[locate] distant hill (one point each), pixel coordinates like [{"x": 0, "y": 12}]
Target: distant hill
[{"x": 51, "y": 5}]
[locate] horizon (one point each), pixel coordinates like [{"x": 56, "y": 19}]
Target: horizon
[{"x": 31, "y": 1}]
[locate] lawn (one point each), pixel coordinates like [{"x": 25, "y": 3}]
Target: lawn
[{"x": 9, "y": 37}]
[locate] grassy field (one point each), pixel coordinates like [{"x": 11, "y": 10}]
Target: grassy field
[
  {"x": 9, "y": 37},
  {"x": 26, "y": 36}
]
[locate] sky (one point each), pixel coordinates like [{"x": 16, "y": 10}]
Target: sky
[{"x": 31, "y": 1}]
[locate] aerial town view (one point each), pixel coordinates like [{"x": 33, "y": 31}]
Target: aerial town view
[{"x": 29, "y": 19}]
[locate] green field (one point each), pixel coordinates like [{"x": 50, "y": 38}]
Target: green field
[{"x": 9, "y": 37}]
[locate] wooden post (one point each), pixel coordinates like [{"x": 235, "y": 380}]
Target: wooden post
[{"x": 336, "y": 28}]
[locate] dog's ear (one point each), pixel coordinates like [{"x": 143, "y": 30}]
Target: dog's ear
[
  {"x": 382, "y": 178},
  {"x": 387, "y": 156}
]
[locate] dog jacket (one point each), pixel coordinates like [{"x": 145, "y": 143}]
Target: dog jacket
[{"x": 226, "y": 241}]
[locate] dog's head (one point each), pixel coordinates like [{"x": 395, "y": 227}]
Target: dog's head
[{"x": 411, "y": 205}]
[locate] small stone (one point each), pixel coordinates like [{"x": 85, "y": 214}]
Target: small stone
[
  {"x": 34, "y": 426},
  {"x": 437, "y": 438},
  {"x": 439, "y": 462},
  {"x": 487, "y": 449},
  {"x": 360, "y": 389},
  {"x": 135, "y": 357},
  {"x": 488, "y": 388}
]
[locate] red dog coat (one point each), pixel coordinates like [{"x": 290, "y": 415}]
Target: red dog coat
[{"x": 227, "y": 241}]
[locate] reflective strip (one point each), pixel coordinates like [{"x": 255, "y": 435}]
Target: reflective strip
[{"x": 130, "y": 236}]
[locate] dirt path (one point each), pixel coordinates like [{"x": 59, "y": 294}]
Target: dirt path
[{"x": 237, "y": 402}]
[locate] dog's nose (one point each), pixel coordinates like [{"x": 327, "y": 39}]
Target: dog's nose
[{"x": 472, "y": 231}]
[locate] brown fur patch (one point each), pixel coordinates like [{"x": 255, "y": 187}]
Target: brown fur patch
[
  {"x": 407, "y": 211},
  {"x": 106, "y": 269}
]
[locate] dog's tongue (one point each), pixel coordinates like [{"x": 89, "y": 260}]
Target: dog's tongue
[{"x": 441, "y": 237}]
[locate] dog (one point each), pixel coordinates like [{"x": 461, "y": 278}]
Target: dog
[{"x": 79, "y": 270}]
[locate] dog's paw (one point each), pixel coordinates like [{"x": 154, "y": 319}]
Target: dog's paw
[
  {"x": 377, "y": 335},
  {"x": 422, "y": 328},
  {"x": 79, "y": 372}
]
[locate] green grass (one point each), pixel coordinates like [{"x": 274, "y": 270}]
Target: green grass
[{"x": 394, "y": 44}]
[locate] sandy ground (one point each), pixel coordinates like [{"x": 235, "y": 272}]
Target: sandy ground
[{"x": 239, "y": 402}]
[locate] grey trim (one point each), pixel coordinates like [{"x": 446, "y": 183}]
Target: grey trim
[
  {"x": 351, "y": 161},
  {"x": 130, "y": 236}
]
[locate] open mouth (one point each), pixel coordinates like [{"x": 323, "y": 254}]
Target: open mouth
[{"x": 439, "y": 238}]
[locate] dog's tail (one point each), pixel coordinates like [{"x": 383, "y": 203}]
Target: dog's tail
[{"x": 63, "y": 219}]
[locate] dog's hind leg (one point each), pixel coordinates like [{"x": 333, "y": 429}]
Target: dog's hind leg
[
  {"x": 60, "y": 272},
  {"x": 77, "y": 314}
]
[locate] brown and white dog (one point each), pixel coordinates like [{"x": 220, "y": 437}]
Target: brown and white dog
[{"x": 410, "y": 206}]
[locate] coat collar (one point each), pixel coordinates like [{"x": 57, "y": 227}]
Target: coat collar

########

● YOUR GOAL: Reproduce the final stretch of the data above: every line from the one holding "[locate] grey trim" through the end, inclusive, exactly as written and nothing else.

● THE REPLY:
[locate] grey trim (one point each), pixel coordinates like [{"x": 446, "y": 183}]
Target: grey trim
[
  {"x": 351, "y": 161},
  {"x": 130, "y": 236}
]
[locate] open mouth (one point each), pixel coordinates like [{"x": 323, "y": 254}]
Target: open mouth
[{"x": 439, "y": 238}]
[locate] dog's tail (one point each), pixel coordinates like [{"x": 383, "y": 203}]
Target: dog's tail
[{"x": 63, "y": 219}]
[locate] dog's hind leg (one point each), pixel coordinates like [{"x": 333, "y": 429}]
Target: dog's hind leg
[
  {"x": 60, "y": 272},
  {"x": 77, "y": 314}
]
[locate] brown and white dog (one point each), pixel coordinates like [{"x": 220, "y": 437}]
Target: brown and white dog
[{"x": 410, "y": 206}]
[locate] coat collar (one point each), pixel coordinates like [{"x": 57, "y": 227}]
Target: coat collar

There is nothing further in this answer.